(Dataset entries)

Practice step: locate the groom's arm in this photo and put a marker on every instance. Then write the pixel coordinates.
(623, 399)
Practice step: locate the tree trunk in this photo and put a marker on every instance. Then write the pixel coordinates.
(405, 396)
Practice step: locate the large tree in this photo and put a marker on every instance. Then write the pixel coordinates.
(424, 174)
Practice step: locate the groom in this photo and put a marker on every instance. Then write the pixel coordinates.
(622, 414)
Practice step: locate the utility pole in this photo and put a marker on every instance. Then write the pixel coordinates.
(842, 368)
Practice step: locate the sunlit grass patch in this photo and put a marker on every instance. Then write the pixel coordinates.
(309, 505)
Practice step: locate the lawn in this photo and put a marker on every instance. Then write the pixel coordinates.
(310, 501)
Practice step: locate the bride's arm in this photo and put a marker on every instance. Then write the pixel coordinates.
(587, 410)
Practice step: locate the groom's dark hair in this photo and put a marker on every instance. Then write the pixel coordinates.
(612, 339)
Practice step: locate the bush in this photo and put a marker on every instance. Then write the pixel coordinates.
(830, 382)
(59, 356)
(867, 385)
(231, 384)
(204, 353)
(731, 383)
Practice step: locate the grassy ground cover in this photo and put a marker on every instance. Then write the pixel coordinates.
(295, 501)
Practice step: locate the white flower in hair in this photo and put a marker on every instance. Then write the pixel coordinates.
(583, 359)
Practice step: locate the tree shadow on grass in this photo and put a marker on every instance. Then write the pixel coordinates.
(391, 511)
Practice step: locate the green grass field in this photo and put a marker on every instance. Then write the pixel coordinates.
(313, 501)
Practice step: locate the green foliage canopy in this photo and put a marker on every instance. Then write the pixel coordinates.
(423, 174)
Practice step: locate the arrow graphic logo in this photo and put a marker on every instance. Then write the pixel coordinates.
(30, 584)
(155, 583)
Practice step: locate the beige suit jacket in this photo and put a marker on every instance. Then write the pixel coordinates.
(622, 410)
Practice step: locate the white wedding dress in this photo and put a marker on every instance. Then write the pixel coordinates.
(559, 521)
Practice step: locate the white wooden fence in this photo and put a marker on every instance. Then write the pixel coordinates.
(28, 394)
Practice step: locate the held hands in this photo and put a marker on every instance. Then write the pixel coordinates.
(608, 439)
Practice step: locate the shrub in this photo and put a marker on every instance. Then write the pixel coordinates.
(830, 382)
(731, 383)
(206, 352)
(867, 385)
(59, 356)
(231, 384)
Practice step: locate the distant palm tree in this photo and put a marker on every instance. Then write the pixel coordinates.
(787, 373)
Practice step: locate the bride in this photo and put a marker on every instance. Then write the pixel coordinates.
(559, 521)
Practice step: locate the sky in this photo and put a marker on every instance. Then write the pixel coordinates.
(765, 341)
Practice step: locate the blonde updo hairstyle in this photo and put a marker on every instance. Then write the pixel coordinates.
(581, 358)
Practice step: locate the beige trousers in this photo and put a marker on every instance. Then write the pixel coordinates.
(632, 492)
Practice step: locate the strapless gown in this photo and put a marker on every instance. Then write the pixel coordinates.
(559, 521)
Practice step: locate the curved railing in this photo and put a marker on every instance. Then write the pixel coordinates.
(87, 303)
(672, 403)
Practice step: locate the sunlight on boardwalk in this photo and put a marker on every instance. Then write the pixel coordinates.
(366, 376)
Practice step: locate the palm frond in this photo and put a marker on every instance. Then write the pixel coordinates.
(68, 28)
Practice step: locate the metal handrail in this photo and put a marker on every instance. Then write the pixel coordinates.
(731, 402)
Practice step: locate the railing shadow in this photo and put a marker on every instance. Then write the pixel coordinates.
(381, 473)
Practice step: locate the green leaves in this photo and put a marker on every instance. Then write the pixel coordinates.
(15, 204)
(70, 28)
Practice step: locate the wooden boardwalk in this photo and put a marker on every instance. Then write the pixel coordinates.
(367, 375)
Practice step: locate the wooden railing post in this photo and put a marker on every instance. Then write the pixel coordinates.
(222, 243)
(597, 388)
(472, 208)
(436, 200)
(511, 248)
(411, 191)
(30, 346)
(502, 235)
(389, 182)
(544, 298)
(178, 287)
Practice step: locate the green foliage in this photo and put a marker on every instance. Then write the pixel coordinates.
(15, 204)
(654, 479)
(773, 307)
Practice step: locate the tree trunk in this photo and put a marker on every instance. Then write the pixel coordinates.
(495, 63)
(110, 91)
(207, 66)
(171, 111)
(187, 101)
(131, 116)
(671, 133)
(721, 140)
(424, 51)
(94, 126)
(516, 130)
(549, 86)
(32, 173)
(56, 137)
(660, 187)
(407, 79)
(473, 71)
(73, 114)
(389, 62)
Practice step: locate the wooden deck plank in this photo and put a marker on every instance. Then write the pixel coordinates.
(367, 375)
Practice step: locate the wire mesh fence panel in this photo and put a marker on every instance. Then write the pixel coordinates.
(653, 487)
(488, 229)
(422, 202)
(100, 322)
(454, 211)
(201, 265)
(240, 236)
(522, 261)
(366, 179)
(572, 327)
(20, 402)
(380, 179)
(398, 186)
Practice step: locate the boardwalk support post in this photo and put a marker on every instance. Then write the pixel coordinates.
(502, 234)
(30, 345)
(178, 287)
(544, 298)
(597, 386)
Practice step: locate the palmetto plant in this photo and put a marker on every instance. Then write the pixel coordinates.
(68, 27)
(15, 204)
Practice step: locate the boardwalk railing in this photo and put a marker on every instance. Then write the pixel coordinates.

● Exercise details: Output each entry exactly. Leave none out.

● Result:
Practice step: locate the groom's arm in this photo and put a marker on every instance. Then write the pixel coordinates.
(623, 399)
Practice step: locate the tree trunk in this photo and put a marker on every instance. Then write the pixel coordinates.
(405, 396)
Practice step: locate the large tree in this photo and put a marker on every instance. Then write the pixel coordinates.
(424, 174)
Practice step: locate the groom in this photo and put a marker on every instance. Then write the pixel coordinates.
(622, 414)
Practice step: locate the utility pole in this photo and put a marker on every instance. Then write the pixel coordinates.
(842, 368)
Practice step: locate the sunlit grass patch in this photo and put a marker on every instance. Then write the pixel coordinates.
(309, 505)
Practice step: locate the lawn in this photo and put a marker on every instance. Then write the pixel coordinates.
(310, 501)
Practice step: locate the bride's arm in this photo and put a marker on every instance. Then write the pixel coordinates.
(587, 410)
Practice step: locate the groom's dark hair in this photo and put a marker on every instance. Then write the pixel coordinates.
(612, 339)
Practice step: locate the bush in this photo and put a marker on every instance. Then write the pixel coordinates.
(830, 382)
(59, 356)
(867, 385)
(231, 384)
(204, 353)
(731, 383)
Practice step: locate the grassy ground cover in this photo and put a marker on every instance. Then write the pixel coordinates.
(295, 501)
Practice step: locate the white flower in hair in this photo and put a marker on every instance. Then write the pixel coordinates.
(583, 359)
Practice step: locate the tree shadow on grass in this photo and put a marker on every instance. Then write the pixel coordinates.
(391, 511)
Practice step: locate the green grass field in this photo and put a marker on every instance. Then write the pixel coordinates.
(313, 501)
Practice step: locate the green foliage canopy in this photo and put a marker on every instance. Then write the pixel coordinates.
(423, 174)
Practice step: locate the arrow graphic logo in this photo and put a marker on every instance. Then write the pixel coordinates.
(30, 584)
(155, 583)
Practice step: locate the beige suit jacket in this photo and put a marker on every instance. Then write the pixel coordinates.
(622, 410)
Practice step: locate the white wedding dress in this photo and put a marker on every instance. Then write the pixel coordinates.
(559, 521)
Practice step: locate the white wooden fence in this photo and put a marker on every instance. Then write the pixel coordinates.
(28, 394)
Practice step: locate the held hands in this photo and put a marker on every instance. Then write the pixel coordinates.
(608, 439)
Practice step: locate the shrub in this photo and put a marker on every instance. Then write the pixel coordinates.
(830, 382)
(731, 383)
(206, 352)
(867, 385)
(59, 356)
(231, 384)
Practice step: locate the distant palm tree in this photo and put a marker on every instance. Then write the pixel coordinates.
(787, 373)
Practice step: locate the bride in this photo and put a marker on every instance. Then write the pixel coordinates.
(559, 521)
Practice step: locate the sky in this photo and put a marker on every instance. Then write the pixel coordinates.
(765, 341)
Practice step: locate the blonde updo hairstyle in this photo and put a marker on every instance. Then write the pixel coordinates.
(581, 358)
Practice step: locate the beige trousers in this photo and put a marker on every instance. Then write the pixel coordinates.
(632, 492)
Practice step: locate the strapless gown in this photo and put a marker on every instance. Then write the pixel coordinates.
(559, 521)
Practice step: locate the curved railing in this photo and put a marker on every instance. Then write the pixel coordinates.
(87, 303)
(672, 403)
Practice step: locate the sunlight on boardwalk in this photo and put a marker on every instance. Then write the pixel coordinates.
(366, 376)
Practice step: locate the palm frond in this photo and put a marker on every instance. Then write the pixel coordinates.
(68, 28)
Practice step: locate the metal handrail in this photo and put a marker on every instance. Then write the pixel coordinates.
(731, 402)
Practice step: locate the railing shadow in this photo and put a marker on every instance. Then write the pixel coordinates.
(381, 473)
Practice step: locate the green leaves in this photo and put a marker on every instance. Then write the pixel coordinates.
(15, 204)
(70, 28)
Practice step: locate the wooden boardwalk in this photo and put a marker on every instance. Then write the pixel coordinates.
(367, 375)
Practice step: locate the wooden railing post in this photo and put a marker on every instance. Then write the pixel coordinates.
(222, 243)
(597, 388)
(472, 208)
(436, 200)
(511, 248)
(411, 191)
(30, 346)
(502, 235)
(389, 182)
(544, 298)
(178, 287)
Practice step: locate the green foliage in this photo and put a marker on every instance. Then write the pixel coordinates.
(15, 204)
(654, 479)
(773, 307)
Practice step: locate the tree trunk in this photo and put a marker on every instance. Then write the pixel coordinates.
(495, 63)
(110, 91)
(207, 66)
(171, 111)
(187, 101)
(131, 116)
(671, 133)
(721, 140)
(424, 51)
(94, 126)
(516, 130)
(549, 86)
(32, 173)
(56, 137)
(660, 187)
(407, 79)
(473, 71)
(73, 114)
(389, 62)
Practice step: locate the wooden deck plank in this photo and put a marker on every instance. Then write the pixel coordinates.
(367, 375)
Practice step: locate the wire mesh fence panel in this photo and put a marker on every instance. Then write the pixel coordinates.
(653, 487)
(488, 229)
(422, 202)
(100, 322)
(454, 211)
(201, 265)
(240, 236)
(522, 261)
(366, 179)
(572, 327)
(20, 402)
(380, 179)
(398, 186)
Practice step: locate the boardwalk support post in this photo and put a marker on every instance. Then write the pixel coordinates.
(502, 234)
(30, 345)
(178, 287)
(544, 298)
(597, 386)
Practice step: locate the palmetto plant in this photo and put a marker on every instance. Then write the pixel coordinates.
(68, 27)
(15, 204)
Practice step: locate the boardwalk railing in this photo and put a marker on every instance. Then write the pixel coordinates.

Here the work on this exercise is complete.